**What needs to be done**
Format every line of the entries below as a JSON list of strings, one string per line, with blank lines omitted.

================================

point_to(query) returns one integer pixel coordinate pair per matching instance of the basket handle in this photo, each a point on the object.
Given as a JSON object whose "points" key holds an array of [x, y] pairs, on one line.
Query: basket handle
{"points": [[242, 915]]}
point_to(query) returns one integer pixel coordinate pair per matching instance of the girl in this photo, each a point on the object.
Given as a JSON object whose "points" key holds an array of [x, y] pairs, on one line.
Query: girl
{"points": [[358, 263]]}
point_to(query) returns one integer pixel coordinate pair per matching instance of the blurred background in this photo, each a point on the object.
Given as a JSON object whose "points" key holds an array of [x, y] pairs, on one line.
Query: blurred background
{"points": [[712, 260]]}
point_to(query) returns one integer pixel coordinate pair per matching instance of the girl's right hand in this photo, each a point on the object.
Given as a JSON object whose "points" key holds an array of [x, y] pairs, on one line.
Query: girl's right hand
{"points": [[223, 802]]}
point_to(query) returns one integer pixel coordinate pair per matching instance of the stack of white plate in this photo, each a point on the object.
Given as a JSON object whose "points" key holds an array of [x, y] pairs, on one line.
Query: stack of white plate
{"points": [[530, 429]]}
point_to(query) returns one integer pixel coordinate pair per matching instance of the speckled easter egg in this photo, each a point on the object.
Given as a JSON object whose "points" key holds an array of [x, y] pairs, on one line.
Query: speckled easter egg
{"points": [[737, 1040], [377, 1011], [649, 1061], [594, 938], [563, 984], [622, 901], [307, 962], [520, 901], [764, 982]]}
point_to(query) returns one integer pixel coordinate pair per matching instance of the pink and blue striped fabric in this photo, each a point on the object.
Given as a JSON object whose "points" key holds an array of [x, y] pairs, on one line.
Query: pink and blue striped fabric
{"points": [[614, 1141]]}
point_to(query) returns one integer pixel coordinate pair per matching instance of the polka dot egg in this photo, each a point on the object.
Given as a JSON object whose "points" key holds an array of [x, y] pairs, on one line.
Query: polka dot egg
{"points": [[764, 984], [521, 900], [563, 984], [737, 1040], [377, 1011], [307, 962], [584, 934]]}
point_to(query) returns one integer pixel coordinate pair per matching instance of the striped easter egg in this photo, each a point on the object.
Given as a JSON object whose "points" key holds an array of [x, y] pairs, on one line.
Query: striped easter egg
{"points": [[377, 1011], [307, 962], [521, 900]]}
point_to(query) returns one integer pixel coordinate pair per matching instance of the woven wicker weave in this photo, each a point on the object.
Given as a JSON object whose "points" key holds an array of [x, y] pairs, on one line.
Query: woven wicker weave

================================

**Answer below**
[
  "point_to(query) returns one integer pixel coordinate pair per matching instance of the basket handle in this photo, each a point on the object.",
  "Given as a JSON object whose \"points\" key holds an array of [x, y] pairs, on one line.",
  "Query: basket handle",
  "{\"points\": [[242, 915]]}",
  "point_to(query) returns one integer pixel coordinate pair per matching instance of the girl in this photo, each a point on the object.",
  "Given as a JSON object whose \"points\" key holds an array of [x, y] pairs, on one line.",
  "Query: girl",
  "{\"points\": [[358, 263]]}",
  "point_to(query) returns one integer pixel coordinate pair per matching instance of the blurred background in this photo, each a point on the object.",
  "Given as a JSON object whose \"points\" key holds an array of [x, y] pairs, on one line.",
  "Query: blurred background",
  "{\"points\": [[712, 260]]}",
  "point_to(query) returns one integer pixel coordinate pair per matching instance of the girl's right hand in this photo, each a point on the object.",
  "Given as a JSON object whose \"points\" key holds an array of [x, y] pairs, on one line.",
  "Query: girl's right hand",
  "{\"points\": [[223, 802]]}",
  "point_to(query) returns one integer pixel coordinate pair per matching instance of the stack of white plate in this photo, each a point on the object.",
  "Given as a JSON object whose \"points\" key holds an array of [x, y] pairs, on one line.",
  "Query: stack of white plate",
  "{\"points\": [[530, 429]]}",
  "point_to(query) returns one integer pixel coordinate pair per matching instance of the speckled easter egg in this photo, each a point on the object.",
  "Given as a JSON object whose \"points\" key holds an array of [x, y] pairs, on one line.",
  "Query: speckled easter egg",
  "{\"points\": [[737, 1040], [377, 1011], [649, 1061], [594, 938], [563, 984], [622, 901], [307, 962], [520, 901], [764, 982]]}",
  "point_to(query) returns one integer pixel coordinate pair per matching instance of the pink and blue striped fabric in this photo, each a point on the object.",
  "Given as a JSON object whose \"points\" key holds an array of [x, y] pairs, on one line.",
  "Query: pink and blue striped fabric",
  "{\"points\": [[614, 1141]]}",
  "point_to(query) returns one integer pixel coordinate pair per matching instance of the polka dot egg in this photo, each a point on the object.",
  "Given as a JSON object whose \"points\" key holds an array of [x, y] pairs, on one line.",
  "Query: polka dot egg",
  "{\"points\": [[764, 984], [521, 900], [563, 984], [737, 1040], [377, 1011], [307, 962], [584, 934]]}",
  "point_to(query) returns one integer pixel coordinate pair per matching instance of the striped easter egg in this photo, each a point on the object.",
  "Given as a JSON object whose \"points\" key holds an array of [x, y] pairs, on one line.",
  "Query: striped easter egg",
  "{\"points\": [[377, 1011], [307, 962], [521, 900]]}",
  "point_to(query) returns one integer pixel coordinate pair per matching instance of the woven wicker weave in this photo, each a point on the object.",
  "Given as a JSON object whose \"points\" key holds an array of [x, y] pairs, on one line.",
  "Query: woven wicker weave"
]